> _SELECTED EXTRACT_
The Bhutanese team competed at the 2020 Summer Olympics in Tokyo, Japan,which was held from 23 July to 8 August 2021, it was the nation's tenth consecutive appearance at the Summer Olympics. The delegation consisted of four athletes competing in four sports; archery, judo, shooting, and swimming. Karma, and Sangay Tenzin, a swimmer, served as the team's flagbearers in the opening ceremony, while Tenzin was the sole flagbearer in the closing ceremony. Karma lost in the Round of 64 of the women's individual recurve archery. Competing in the men's –60 kg judo event, Ngawang Namgyel lost in the first round. Lenchu Kunzang participated in the qualifiers of the women's 10 m air rifle. She got 43rd place overall, failing to advance to the final. Tenzin participated in the heats of the men's 100 metre freestyle in heat one. He finished the race in 68th place overall, and failed to advance to the semifinals. Karma was the first Bhutanese athlete to qualify through meeting qualification standards and not a universality place.

=== 2024 Summer Olympics ===

Bhutan competed at the 2024 Summer Olympics in Paris, France which took place from 26 July to 11 August 2024. It was the nation's eleventh consecutive appearance at the Summer Olympics. The delegation consisted of three athletes competing in three sports. Tenzin and Kinzang Lhamo served as the team's flagbearers in the opening ceremony, while Lhamo was the sole flagbearer in the closing ceremony. Archer Lam Dorji lost in the Round of 64. Lhamo got last place in the women's marathon. Tenzin was eliminated in the heats of the men's 100 m freestyle swimming event, failing to advance to the semifinal.

> _GIVEN INSTRUCTION_
Transcribe the passage on Bhutan at the Summer Olympics from "Bhutan competed at" to "to the semifinal.".

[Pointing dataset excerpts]
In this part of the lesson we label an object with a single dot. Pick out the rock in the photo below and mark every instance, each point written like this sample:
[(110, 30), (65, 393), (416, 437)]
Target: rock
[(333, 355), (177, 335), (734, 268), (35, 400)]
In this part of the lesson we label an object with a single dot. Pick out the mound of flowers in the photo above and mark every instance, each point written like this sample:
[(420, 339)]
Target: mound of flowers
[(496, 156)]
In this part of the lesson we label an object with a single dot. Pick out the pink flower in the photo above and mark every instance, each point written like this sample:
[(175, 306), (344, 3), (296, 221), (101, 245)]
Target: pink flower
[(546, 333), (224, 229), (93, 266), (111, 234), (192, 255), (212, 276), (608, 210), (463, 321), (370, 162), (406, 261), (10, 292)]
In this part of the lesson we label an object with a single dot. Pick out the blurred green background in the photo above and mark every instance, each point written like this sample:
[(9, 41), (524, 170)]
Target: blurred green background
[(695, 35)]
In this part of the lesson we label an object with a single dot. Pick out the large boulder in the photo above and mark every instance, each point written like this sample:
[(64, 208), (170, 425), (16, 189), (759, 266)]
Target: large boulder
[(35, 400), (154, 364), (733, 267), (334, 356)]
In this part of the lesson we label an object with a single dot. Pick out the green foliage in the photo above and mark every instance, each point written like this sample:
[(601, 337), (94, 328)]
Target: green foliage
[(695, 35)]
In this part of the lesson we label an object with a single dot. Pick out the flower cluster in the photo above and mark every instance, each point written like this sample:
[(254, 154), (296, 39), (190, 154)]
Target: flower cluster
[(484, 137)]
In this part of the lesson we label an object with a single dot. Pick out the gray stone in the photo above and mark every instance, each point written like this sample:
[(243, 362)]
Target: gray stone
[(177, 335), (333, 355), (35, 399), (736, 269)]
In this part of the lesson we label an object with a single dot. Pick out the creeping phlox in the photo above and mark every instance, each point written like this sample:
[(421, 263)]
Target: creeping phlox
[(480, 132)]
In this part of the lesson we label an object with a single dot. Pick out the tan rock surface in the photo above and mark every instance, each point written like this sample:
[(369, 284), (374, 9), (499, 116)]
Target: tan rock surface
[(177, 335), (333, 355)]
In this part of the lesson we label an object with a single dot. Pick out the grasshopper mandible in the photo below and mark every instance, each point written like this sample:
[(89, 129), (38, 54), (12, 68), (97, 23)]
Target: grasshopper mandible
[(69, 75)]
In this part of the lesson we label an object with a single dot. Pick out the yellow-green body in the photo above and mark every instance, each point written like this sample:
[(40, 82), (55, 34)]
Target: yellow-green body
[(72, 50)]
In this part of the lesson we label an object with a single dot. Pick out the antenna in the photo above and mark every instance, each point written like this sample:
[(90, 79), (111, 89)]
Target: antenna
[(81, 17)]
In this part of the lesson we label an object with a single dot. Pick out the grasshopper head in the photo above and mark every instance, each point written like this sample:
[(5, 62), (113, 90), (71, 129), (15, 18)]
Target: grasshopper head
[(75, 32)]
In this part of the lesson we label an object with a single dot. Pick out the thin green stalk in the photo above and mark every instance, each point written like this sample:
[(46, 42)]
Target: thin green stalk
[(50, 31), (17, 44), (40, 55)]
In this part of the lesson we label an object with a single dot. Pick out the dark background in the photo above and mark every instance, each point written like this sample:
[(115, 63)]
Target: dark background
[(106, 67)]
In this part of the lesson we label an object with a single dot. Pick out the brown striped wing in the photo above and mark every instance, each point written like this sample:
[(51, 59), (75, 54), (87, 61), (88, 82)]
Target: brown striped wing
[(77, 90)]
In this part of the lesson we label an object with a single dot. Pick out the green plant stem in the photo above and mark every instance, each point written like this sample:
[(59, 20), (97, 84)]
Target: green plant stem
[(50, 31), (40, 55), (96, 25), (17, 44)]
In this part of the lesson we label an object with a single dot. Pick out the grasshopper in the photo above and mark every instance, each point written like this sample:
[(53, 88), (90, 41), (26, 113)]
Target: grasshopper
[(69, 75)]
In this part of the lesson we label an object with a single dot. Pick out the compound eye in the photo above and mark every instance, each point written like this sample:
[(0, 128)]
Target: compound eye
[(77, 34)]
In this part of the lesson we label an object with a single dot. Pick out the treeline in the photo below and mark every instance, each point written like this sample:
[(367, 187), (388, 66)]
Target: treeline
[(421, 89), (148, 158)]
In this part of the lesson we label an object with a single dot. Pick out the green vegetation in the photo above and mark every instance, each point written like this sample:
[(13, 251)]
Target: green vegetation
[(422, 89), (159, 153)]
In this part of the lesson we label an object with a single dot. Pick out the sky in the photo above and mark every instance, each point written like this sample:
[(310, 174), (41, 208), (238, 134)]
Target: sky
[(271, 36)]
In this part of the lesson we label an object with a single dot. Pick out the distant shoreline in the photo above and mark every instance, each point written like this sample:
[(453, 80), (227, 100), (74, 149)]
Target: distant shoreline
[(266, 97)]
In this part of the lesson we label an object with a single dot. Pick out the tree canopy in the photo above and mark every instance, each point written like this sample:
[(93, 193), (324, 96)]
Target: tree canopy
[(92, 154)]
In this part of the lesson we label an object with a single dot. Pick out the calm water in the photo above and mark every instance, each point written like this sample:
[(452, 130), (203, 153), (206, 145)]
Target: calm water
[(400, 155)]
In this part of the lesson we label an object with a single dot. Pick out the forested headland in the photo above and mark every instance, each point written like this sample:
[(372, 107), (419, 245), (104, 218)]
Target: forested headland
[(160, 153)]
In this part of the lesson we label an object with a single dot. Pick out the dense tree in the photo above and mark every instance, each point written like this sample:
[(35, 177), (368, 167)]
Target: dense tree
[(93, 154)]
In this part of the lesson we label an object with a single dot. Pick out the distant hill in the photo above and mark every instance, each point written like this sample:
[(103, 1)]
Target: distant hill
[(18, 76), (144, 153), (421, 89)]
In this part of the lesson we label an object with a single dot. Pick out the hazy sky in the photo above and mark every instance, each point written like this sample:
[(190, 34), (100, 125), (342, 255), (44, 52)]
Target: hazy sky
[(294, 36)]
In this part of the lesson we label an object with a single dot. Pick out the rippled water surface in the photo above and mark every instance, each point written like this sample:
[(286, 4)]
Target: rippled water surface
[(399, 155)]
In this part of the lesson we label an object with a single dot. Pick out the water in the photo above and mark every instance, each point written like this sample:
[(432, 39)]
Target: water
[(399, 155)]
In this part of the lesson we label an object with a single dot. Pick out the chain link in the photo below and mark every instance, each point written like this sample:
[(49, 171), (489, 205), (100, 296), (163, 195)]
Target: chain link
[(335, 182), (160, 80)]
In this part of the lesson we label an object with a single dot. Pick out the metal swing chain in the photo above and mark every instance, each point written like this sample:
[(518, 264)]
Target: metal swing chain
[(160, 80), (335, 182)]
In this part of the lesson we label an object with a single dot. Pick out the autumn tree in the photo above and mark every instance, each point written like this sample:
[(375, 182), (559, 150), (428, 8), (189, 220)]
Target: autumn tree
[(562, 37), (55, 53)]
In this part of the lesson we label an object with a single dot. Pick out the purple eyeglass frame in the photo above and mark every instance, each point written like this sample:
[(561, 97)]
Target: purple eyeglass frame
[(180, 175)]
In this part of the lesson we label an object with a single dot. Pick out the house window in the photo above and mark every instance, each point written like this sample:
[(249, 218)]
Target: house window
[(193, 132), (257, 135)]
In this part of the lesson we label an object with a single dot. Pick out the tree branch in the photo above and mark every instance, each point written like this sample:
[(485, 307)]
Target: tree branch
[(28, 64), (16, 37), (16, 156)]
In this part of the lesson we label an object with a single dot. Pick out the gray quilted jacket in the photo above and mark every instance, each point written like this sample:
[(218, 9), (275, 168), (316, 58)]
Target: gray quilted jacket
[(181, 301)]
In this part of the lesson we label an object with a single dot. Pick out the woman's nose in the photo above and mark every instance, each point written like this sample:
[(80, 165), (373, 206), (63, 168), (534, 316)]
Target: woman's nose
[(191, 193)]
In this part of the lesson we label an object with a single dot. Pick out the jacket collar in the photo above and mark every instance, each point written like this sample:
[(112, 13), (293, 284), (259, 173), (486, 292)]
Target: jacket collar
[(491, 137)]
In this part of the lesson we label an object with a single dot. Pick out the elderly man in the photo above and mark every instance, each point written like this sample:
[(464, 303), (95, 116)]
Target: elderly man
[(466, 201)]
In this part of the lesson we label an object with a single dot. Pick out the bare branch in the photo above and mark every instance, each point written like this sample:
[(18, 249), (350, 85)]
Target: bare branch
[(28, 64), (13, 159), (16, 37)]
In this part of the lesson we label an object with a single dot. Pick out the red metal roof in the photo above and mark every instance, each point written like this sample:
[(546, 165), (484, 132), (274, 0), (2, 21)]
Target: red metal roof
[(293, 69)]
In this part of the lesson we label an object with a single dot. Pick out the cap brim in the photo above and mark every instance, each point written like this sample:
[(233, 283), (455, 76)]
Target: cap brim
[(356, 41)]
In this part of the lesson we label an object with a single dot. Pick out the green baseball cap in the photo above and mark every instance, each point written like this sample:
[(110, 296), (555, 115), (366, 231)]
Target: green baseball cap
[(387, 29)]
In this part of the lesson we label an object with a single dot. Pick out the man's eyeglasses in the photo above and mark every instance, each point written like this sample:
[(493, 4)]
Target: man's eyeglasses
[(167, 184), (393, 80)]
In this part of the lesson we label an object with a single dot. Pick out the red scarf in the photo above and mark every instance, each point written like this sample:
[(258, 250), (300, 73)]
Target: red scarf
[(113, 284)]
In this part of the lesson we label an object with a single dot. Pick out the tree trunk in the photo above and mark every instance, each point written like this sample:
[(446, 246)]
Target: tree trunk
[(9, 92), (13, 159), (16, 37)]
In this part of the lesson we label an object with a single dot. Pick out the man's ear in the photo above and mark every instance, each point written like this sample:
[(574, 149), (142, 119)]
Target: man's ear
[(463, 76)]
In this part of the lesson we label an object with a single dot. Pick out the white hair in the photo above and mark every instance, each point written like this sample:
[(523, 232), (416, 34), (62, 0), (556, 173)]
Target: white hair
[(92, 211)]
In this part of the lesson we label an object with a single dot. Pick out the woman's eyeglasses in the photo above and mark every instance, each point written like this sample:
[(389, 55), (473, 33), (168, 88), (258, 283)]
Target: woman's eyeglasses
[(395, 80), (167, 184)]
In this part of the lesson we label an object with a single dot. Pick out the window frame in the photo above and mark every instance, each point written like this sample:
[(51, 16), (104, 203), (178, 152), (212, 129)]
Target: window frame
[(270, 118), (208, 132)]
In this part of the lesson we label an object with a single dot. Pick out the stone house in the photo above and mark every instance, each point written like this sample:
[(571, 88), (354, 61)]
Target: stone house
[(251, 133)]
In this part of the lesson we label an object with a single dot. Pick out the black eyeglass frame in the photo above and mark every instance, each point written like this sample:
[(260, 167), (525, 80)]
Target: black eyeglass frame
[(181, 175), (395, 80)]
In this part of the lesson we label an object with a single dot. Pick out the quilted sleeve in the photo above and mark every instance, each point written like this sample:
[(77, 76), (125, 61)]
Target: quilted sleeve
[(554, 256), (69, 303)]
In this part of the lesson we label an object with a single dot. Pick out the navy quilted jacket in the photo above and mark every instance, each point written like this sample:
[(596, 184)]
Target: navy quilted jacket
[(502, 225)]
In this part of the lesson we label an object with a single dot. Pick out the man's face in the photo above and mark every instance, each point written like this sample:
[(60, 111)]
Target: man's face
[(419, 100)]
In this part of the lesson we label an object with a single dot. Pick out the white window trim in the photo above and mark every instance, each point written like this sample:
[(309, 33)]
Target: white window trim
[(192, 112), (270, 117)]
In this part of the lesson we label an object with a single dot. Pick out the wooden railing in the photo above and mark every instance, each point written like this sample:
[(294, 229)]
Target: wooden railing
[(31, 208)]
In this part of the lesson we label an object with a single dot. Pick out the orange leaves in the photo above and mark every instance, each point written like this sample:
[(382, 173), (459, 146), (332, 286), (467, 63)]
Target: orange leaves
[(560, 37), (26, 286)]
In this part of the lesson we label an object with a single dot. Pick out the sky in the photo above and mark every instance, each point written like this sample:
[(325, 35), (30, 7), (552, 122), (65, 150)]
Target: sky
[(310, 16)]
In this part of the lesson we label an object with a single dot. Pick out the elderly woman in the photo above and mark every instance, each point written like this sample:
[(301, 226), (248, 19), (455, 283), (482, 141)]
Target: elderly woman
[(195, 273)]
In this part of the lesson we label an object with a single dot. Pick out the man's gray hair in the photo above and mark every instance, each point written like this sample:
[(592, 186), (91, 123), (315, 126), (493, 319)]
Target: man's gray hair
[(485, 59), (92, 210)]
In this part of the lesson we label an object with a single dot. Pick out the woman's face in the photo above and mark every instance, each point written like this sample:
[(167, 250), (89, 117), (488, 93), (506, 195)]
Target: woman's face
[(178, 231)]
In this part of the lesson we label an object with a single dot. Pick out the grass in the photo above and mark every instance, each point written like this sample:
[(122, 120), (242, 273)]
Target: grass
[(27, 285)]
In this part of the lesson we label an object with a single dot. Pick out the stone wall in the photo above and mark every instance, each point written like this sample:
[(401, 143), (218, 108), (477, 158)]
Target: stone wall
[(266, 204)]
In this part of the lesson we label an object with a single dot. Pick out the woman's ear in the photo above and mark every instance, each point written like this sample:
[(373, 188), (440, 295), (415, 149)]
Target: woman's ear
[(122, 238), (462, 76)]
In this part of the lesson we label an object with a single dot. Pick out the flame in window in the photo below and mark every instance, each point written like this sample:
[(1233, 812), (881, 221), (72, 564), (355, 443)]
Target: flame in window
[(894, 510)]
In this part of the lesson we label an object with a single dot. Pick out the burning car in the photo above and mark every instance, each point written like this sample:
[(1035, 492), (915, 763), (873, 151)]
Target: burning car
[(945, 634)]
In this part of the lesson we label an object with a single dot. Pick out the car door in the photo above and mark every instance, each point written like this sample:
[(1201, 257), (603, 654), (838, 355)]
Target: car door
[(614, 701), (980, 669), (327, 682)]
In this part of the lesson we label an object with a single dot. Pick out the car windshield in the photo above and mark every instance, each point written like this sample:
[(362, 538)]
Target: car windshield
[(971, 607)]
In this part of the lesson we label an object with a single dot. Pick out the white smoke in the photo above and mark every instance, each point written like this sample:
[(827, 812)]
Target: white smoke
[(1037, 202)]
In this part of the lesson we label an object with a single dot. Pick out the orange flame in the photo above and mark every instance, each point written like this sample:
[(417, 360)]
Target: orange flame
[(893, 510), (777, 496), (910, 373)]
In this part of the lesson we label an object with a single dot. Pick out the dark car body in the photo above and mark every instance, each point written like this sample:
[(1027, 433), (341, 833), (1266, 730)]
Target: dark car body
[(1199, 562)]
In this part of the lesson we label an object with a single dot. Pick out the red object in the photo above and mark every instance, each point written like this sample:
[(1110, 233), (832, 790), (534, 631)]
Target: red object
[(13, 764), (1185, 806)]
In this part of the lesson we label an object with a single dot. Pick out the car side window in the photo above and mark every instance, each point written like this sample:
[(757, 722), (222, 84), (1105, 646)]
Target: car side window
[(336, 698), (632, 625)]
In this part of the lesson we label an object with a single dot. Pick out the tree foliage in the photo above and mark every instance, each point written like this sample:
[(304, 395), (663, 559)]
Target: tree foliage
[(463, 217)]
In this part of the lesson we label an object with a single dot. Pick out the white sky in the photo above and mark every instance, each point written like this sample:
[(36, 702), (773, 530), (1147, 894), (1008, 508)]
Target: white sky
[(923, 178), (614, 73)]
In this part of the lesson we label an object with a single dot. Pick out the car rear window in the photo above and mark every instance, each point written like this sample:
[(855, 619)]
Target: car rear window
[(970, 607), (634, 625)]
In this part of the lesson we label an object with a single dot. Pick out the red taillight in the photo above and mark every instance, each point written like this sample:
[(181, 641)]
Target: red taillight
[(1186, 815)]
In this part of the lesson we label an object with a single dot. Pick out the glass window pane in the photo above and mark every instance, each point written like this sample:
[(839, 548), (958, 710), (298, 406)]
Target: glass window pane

> _EXERCISE ANSWER_
Bhutan competed at the 2024 Summer Olympics in Paris, France which took place from 26 July to 11 August 2024. It was the nation's eleventh consecutive appearance at the Summer Olympics. The delegation consisted of three athletes competing in three sports. Tenzin and Kinzang Lhamo served as the team's flagbearers in the opening ceremony, while Lhamo was the sole flagbearer in the closing ceremony. Archer Lam Dorji lost in the Round of 64. Lhamo got last place in the women's marathon. Tenzin was eliminated in the heats of the men's 100 m freestyle swimming event, failing to advance to the semifinal.